▶ [Text shown]:
So, we can see that English-speaking releases dominate the market. Of non-English languages, Japanese and Korean releases are the most common. The success of Korean releases (being two out of the five most watched pieces) shows a strong trend and preference for Korean made movies and TV shows.

Content Type Analysis

Statistical Summary

Code

content_summary <- netflix_data %>%
  group_by(Content.Type) %>%
  summarise(
    Count = n(),
    Total_Hours = sum(Hours.Viewed),
    Avg_Hours = mean(Hours.Viewed),
    Median_Hours = median(Hours.Viewed),
    .groups = 'drop'
  ) %>%
  mutate(
    Count_Formatted = format(Count, big.mark = ","),
    
    Total_Hours_Formatted = paste0(round(Total_Hours / 1e9, 0), "B"),
    
    Avg_Hours_Formatted = paste0(round(Avg_Hours / 1e6, 1), "M"),
    
    Median_Hours_Formatted = paste0(round(Median_Hours / 1e6, 1), "M")

▶ [Supplied material]:

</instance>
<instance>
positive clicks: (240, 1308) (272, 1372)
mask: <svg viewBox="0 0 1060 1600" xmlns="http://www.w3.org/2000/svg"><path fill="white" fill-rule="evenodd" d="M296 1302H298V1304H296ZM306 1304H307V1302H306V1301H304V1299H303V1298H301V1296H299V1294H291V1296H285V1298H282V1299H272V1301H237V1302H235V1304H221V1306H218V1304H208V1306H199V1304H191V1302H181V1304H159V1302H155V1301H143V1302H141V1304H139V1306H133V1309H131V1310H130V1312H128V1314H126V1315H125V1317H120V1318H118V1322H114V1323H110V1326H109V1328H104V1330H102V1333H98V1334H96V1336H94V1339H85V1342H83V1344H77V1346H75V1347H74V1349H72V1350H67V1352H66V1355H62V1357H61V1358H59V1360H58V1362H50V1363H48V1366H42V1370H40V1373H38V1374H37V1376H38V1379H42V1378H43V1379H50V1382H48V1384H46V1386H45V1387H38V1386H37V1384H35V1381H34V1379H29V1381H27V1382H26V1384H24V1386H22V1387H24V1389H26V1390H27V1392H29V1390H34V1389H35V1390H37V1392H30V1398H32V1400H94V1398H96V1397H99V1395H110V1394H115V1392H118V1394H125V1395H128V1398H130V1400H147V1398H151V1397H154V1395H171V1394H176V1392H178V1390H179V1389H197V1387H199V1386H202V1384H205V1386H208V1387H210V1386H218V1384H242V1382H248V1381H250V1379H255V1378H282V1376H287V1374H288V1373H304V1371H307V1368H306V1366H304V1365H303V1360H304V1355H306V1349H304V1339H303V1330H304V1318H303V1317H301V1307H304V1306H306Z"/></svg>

▶ [Tasks to carry out]:
- a) In one to three sentences, explain why the Netflix viewing analysis concludes that there is a strong preference for Korean movies and TV shows.
- b) Reproduce the part of the Netflix viewing analysis starting at "So, we can see" and ending at "and TV shows." word for word.
Rely only on the Netflix viewing analysis.

▶ [Results of the exercise]:
- a) The analysis draws that conclusion because Korean releases make up two of the five most watched pieces. It treats that success as a sign of a strong trend toward Korean-made content.

- b)
So, we can see that English-speaking releases dominate the market. Of non-English languages, Japanese and Korean releases are the most common. The success of Korean releases (being two out of the five most watched pieces) shows a strong trend and preference for Korean made movies and TV shows.